Region-labeling records
[Begin]
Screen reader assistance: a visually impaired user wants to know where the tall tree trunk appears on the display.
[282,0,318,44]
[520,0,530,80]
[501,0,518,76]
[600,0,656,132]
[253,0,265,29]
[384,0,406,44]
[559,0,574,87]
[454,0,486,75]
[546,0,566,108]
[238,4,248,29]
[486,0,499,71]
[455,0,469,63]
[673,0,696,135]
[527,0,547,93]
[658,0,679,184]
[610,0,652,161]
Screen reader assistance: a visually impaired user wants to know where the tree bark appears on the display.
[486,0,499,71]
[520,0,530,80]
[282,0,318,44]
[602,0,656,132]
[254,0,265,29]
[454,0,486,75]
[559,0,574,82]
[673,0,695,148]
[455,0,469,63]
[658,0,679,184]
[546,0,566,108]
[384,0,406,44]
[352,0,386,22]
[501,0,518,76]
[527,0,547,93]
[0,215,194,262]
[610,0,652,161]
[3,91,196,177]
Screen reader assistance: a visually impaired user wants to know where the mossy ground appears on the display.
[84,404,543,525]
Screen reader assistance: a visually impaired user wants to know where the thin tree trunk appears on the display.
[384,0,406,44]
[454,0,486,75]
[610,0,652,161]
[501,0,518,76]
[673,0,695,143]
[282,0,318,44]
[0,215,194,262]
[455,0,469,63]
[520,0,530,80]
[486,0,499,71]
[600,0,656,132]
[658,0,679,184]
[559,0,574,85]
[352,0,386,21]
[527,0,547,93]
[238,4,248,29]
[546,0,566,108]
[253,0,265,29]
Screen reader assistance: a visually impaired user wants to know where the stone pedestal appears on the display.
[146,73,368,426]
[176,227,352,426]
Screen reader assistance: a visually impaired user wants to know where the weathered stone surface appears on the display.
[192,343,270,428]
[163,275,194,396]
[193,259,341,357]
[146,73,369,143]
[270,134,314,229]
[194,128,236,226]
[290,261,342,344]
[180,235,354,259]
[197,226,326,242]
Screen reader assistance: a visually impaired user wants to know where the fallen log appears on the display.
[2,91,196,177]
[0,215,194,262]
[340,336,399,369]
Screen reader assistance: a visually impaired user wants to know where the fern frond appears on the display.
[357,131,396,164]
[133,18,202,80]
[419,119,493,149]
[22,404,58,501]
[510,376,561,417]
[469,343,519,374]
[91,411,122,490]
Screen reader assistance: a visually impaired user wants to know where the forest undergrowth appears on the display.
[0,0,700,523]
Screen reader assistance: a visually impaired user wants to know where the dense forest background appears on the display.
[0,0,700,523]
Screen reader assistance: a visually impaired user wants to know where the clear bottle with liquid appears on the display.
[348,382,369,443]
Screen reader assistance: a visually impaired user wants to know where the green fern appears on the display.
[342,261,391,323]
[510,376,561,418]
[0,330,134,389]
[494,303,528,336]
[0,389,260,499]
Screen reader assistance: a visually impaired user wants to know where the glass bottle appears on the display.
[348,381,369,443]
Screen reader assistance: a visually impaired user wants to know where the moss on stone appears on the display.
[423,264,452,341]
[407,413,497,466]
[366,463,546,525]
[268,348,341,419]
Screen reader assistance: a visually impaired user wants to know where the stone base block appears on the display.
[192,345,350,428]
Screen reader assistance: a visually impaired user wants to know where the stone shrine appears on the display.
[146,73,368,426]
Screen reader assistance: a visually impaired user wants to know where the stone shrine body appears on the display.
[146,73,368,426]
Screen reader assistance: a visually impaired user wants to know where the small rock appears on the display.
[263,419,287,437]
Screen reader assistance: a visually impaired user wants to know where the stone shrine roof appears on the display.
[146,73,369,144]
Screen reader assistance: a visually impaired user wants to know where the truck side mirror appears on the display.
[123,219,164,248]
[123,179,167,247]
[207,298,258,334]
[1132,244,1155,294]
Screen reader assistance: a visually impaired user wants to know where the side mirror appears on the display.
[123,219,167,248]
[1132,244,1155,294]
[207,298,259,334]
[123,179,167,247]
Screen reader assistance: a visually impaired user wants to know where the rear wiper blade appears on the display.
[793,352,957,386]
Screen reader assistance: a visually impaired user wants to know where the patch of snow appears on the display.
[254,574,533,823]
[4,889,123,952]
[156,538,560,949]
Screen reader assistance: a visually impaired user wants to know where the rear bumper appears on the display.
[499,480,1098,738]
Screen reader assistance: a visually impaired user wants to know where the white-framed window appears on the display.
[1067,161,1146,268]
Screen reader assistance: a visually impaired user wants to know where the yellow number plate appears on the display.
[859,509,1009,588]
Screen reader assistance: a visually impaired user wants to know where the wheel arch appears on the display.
[End]
# [Exercise directions]
Extract every line of the data above and reproduce each one unchanged.

# [Finished task]
Screen reader assistance: a visually impaired user wants to know where the tall tree trunk appears on the display.
[282,0,318,44]
[520,0,530,80]
[501,0,518,76]
[600,0,656,132]
[253,0,265,29]
[384,0,406,44]
[559,0,574,87]
[454,0,486,75]
[546,0,566,108]
[238,4,248,29]
[486,0,499,71]
[455,0,469,63]
[673,0,696,135]
[527,0,547,93]
[658,0,679,184]
[610,0,652,161]
Screen reader assistance: a visually impaired user wants to know where the tree bark appears on the display.
[486,0,499,71]
[520,0,530,80]
[282,0,318,44]
[602,0,656,132]
[254,0,265,29]
[454,0,486,75]
[559,0,574,82]
[673,0,695,148]
[455,0,469,63]
[658,0,679,184]
[546,0,566,108]
[384,0,406,44]
[352,0,386,22]
[501,0,518,76]
[527,0,547,93]
[0,215,194,262]
[610,0,652,161]
[3,91,196,177]
Screen reader assistance: a visually impaired user wants to know where the mossy ground appears on the display.
[84,404,543,525]
Screen reader assistance: a visually impaired user wants to know where the thin tree trunk appears on the display.
[384,0,406,44]
[454,0,486,75]
[610,0,652,161]
[501,0,518,76]
[673,0,695,143]
[282,0,318,44]
[0,215,194,262]
[455,0,469,63]
[520,0,530,80]
[486,0,499,71]
[600,0,656,132]
[658,0,679,184]
[559,0,574,85]
[352,0,386,21]
[527,0,547,93]
[238,4,248,29]
[546,0,566,108]
[253,0,265,29]
Screen reader assistance: a visually impaired user wants to know where the stone pedestal appears on the display.
[146,73,368,426]
[176,227,352,426]
Screen reader assistance: a visually impaired user wants to know where the weathered stone surface appears on the display.
[192,343,270,428]
[163,275,194,396]
[193,259,341,357]
[146,73,369,143]
[270,134,314,229]
[194,128,236,226]
[290,261,342,344]
[180,235,354,259]
[197,226,326,242]
Screen reader assistance: a visually impaired user wants to know where the fallen log appears on the display.
[2,91,196,177]
[0,215,194,262]
[340,336,399,369]
Screen reader assistance: a visually impaired user wants to know where the fern frond appears on the display.
[357,131,396,164]
[133,18,202,80]
[419,119,493,149]
[22,404,58,501]
[510,376,561,417]
[469,343,519,374]
[91,411,122,490]
Screen reader assistance: a visually impaired user wants to know where the forest undergrowth appears on the display.
[0,0,700,523]
Screen reader assistance: a visually impaired user wants to know where the dense forest background appears on the display.
[0,0,700,523]
Screen reader assistance: a visually impaired user wants to know where the clear bottle with liquid appears on the display.
[348,382,369,443]
Screen reader assistance: a visually impaired user wants to know where the green fern appears on the display.
[342,261,391,323]
[510,376,561,418]
[0,330,134,389]
[494,303,528,336]
[0,389,260,499]
Screen reader assistance: a visually impaired user wants to know where the glass bottle appears on the display.
[348,381,369,443]
Screen reader assistance: a visually impaired user wants to know where the moss on stone appears on the display.
[423,264,452,341]
[407,413,497,466]
[366,463,546,525]
[268,348,341,419]
Screen reader assistance: a visually impaired user wants to know where the stone base block appears on the display.
[192,345,350,428]
Screen reader assistance: a visually impaired user wants to know where the stone shrine appears on the display.
[146,73,368,426]
Screen reader assistance: a visually impaired user wants to know where the stone shrine body appears on the display.
[146,73,368,426]
Screen reader assistance: a visually impaired user wants to know where the small rock appears on the display.
[263,419,287,437]
Screen reader assistance: a visually impaired user wants to know where the stone shrine roof appears on the display.
[146,73,369,144]
Screen reader assistance: a visually impaired user wants to know where the truck side mirror appears on the display.
[123,219,164,248]
[123,179,167,247]
[207,298,258,334]
[1132,244,1155,294]
Screen reader assistance: a visually impaired user wants to know where the side mirror appears on the display.
[123,219,167,248]
[1132,244,1155,294]
[207,298,259,334]
[123,179,167,247]
Screen reader assistance: a visually impaired user wants to know where the rear wiper blade appears on the display.
[793,352,957,386]
Screen reader assistance: a visually impaired user wants to know where the patch of snow appears on the display.
[254,574,533,823]
[4,889,123,952]
[156,538,560,949]
Screen reader assistance: a visually impaired user wants to know where the rear bumper appears on the display.
[499,480,1098,738]
Screen reader assistance: a visually impaired user wants to know where the white-framed window appears on the display.
[1067,161,1146,268]
Screen reader assistance: a visually impaired user wants to know where the yellow number plate appears on the display.
[859,509,1009,588]
Screen reader assistance: a visually impaired user wants to know where the wheel arch appears on the display.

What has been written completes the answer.